Your task: Report each line in the rows below that contains the word "green". Case counts, so a line matches only if its capitalization is identical.

Records

+ + +

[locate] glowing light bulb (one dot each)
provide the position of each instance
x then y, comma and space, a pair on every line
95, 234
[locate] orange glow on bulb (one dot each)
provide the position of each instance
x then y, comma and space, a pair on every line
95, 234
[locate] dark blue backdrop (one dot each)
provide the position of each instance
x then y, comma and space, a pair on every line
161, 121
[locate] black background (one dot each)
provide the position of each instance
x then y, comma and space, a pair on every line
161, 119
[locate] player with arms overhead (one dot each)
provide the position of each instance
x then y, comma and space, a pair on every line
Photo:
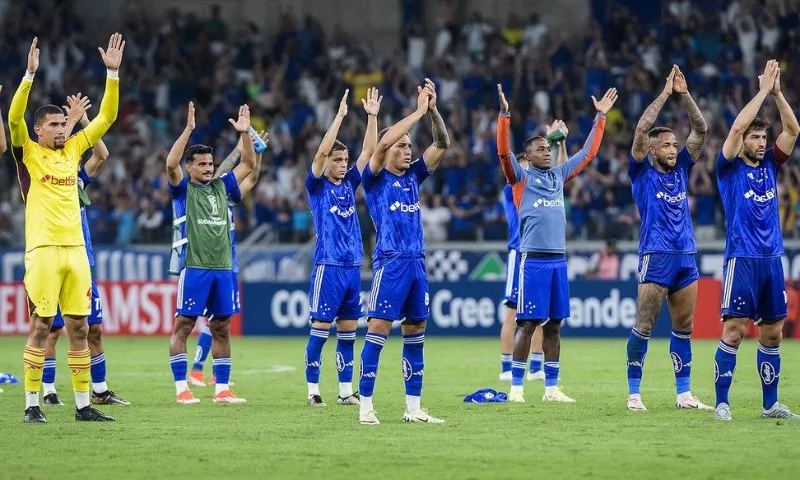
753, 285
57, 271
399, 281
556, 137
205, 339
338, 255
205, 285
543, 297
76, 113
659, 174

+ + +

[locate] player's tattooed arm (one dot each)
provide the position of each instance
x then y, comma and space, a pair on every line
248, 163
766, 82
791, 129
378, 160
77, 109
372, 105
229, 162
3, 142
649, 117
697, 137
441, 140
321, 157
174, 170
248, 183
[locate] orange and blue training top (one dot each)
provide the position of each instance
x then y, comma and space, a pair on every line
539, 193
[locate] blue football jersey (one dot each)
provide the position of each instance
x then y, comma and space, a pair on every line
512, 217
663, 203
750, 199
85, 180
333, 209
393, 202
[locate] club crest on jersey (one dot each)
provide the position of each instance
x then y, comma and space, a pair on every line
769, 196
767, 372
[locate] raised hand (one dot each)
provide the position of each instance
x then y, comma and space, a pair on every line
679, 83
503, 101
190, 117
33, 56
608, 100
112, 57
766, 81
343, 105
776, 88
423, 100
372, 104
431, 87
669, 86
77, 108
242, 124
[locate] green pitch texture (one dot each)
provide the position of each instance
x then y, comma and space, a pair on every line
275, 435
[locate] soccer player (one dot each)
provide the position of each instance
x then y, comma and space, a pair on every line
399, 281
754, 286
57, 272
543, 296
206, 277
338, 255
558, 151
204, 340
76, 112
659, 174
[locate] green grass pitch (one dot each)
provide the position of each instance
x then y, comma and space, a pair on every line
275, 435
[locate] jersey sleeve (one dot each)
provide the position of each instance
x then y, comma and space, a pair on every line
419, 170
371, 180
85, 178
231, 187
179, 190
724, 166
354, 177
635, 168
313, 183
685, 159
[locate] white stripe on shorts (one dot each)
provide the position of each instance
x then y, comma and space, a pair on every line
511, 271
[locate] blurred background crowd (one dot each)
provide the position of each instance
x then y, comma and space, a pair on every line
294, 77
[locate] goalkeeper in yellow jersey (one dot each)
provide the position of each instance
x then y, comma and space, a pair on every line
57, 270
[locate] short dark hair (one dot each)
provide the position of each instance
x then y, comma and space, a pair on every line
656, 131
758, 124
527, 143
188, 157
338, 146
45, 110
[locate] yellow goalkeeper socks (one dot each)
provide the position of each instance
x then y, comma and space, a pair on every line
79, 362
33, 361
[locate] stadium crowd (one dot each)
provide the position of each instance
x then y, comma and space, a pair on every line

+ + +

Exercise solution:
[locate] green pitch texture (one dot each)
[locate] green grass pitch (one dot each)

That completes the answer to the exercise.